**CE QUE VOUS FEREZ**.
Répondez à ces questions sur le texte consacré aux miracles de la béatification :
1. Quelle année figure à côté du nom de Sœur Louise de Saint‑Germain ?
2. Quel âge a le séminariste qui raconte sa guérison ?
3. À quelle date a-t-il dû s'aliter ?

**EXTRAIT DU TEXTE**.

+ + + + + + +

Carmel

Les miracles de la Béatification

Les deux miraculés

Séminariste Charles ANNE, atteint de tuberculose – FRANCE 1906

Sœur Louise de SAINT‑GERMAIN, atteinte d'un ulcère à l'estomac – FRANCE 1916

Les récits

Premier miracle

Guérison de M. l'Abbé Charles Anne.

Lisieux (Normandie), 29 janvier 1907.

Je suis un séminariste de 23 ans. Après de nombreux crachements de sang et hémorragies violentes, j'étais arrivé à un tel degré d'affaiblissement que je dus m'aliter, le 23 août 1906. Deux médecins jugèrent mon état très grave : une caverne profonde s'était formée au poumon droit, les bronches étaient très endommagées et l'analyse des crachats révéla la présence du bacille de la tuberculose. Les médecins s'avouèrent impuissants et me condamnèrent.

+ + + + + + +

**DONNÉES FOURNIES**.
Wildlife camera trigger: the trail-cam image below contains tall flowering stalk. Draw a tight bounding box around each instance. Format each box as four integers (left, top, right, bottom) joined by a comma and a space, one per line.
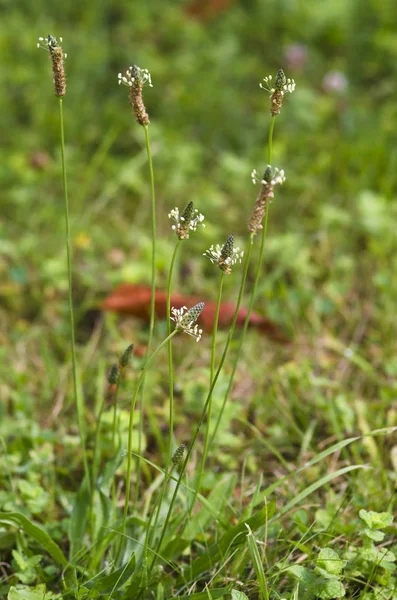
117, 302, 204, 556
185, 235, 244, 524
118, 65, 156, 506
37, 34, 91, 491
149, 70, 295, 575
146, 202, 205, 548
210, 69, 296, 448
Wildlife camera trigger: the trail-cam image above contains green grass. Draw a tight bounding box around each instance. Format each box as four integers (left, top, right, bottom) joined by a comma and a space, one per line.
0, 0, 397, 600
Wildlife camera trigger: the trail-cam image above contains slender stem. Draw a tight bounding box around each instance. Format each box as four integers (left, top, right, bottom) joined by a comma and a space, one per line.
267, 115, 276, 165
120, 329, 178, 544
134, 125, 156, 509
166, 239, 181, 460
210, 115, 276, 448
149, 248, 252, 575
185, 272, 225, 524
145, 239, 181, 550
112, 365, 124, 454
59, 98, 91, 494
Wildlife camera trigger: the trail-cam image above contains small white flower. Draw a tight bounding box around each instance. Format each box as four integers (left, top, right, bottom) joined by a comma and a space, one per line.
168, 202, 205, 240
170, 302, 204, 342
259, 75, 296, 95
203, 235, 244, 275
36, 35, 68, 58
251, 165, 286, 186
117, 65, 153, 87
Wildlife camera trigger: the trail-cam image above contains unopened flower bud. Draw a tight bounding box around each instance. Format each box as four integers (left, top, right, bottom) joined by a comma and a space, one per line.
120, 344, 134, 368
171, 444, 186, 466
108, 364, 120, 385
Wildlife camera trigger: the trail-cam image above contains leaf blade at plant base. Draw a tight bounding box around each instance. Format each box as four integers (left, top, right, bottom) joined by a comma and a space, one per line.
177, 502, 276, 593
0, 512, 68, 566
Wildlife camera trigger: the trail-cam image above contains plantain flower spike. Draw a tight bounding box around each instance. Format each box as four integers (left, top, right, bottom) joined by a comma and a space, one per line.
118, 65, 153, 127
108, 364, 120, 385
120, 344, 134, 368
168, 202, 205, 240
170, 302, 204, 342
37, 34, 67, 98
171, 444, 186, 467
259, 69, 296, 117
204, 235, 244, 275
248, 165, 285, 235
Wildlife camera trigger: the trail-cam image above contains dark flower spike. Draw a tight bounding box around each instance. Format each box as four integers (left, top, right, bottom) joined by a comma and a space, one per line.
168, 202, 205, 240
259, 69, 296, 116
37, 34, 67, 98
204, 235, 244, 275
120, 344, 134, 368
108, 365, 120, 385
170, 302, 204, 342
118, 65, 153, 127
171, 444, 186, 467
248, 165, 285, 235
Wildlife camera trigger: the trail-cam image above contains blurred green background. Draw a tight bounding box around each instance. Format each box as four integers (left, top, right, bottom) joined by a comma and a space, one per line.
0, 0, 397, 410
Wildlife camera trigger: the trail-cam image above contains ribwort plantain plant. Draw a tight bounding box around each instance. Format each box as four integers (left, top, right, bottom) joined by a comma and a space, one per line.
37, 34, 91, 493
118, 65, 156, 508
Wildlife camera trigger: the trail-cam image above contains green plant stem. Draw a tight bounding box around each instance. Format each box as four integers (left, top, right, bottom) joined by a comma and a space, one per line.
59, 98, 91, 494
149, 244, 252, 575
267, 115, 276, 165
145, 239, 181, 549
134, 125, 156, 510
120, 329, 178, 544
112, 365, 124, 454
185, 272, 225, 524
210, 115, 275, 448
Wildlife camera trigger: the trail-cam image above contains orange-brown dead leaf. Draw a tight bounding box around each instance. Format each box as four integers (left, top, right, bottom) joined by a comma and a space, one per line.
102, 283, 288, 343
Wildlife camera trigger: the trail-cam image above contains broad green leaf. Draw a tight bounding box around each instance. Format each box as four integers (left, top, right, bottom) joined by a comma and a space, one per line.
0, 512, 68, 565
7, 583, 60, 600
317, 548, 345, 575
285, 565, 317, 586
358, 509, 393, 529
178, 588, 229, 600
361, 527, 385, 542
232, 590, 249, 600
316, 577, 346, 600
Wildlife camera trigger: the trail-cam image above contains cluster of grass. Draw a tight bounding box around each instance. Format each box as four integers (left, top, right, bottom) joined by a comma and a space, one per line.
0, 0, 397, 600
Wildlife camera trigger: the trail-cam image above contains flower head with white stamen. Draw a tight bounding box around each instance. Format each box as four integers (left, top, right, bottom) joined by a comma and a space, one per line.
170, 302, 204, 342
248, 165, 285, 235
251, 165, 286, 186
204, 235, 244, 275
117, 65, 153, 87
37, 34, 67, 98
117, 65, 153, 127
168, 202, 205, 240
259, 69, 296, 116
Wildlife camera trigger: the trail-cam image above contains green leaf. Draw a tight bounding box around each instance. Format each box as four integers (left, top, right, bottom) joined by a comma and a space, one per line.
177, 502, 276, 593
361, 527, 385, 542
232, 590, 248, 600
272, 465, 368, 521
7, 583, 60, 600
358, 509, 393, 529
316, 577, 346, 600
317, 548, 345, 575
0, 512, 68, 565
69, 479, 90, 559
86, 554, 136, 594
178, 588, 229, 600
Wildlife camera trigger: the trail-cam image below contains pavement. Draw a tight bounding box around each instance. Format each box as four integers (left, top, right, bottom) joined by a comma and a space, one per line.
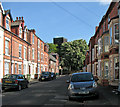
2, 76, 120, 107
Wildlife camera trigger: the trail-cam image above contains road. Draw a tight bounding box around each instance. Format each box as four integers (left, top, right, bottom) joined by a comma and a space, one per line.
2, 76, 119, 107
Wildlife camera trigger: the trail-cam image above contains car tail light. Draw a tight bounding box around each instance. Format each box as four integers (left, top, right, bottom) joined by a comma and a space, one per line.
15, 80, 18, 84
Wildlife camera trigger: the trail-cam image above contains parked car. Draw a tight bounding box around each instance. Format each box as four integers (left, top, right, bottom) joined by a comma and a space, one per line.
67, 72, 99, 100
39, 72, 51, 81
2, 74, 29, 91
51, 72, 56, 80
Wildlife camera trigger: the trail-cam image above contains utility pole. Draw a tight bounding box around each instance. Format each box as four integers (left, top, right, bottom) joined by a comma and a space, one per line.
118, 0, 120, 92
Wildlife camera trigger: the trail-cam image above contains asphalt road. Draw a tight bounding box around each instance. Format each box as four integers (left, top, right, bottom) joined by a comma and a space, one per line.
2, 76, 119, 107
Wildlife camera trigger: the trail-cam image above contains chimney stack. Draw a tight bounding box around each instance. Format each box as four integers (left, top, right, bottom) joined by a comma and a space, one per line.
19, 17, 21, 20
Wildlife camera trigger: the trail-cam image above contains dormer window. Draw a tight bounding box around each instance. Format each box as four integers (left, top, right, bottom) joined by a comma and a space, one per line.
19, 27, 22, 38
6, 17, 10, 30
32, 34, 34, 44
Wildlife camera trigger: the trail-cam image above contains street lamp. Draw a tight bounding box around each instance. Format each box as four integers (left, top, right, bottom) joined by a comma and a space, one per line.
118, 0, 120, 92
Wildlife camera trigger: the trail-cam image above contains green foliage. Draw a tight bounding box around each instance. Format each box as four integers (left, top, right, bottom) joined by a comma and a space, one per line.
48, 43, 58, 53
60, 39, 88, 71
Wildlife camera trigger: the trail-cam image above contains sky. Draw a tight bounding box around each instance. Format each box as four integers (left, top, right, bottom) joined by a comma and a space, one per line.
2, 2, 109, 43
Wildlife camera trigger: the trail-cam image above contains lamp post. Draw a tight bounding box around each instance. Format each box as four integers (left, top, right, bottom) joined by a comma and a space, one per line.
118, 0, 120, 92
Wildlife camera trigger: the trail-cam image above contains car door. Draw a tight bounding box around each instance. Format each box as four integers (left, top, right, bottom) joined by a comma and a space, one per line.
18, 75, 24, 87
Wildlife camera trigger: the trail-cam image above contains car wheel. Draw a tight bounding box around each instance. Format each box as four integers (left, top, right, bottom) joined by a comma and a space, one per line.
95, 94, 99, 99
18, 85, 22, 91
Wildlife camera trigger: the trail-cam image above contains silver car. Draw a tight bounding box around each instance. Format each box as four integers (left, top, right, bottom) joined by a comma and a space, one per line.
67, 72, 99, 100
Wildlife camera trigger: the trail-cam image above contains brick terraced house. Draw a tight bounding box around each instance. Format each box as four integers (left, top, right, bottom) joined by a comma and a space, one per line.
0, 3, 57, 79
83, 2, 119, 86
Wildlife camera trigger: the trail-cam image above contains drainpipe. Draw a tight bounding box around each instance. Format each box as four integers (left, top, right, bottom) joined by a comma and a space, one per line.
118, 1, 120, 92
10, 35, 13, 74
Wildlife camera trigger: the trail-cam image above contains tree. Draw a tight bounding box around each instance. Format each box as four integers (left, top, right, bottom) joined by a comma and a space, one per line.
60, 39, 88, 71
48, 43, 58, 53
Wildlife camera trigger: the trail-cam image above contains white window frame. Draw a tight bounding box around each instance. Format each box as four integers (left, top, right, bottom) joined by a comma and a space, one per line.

+ + + + + + +

**RÉPONSE**.
1. 1916
2. 23 ans
3. Le 23 août 1906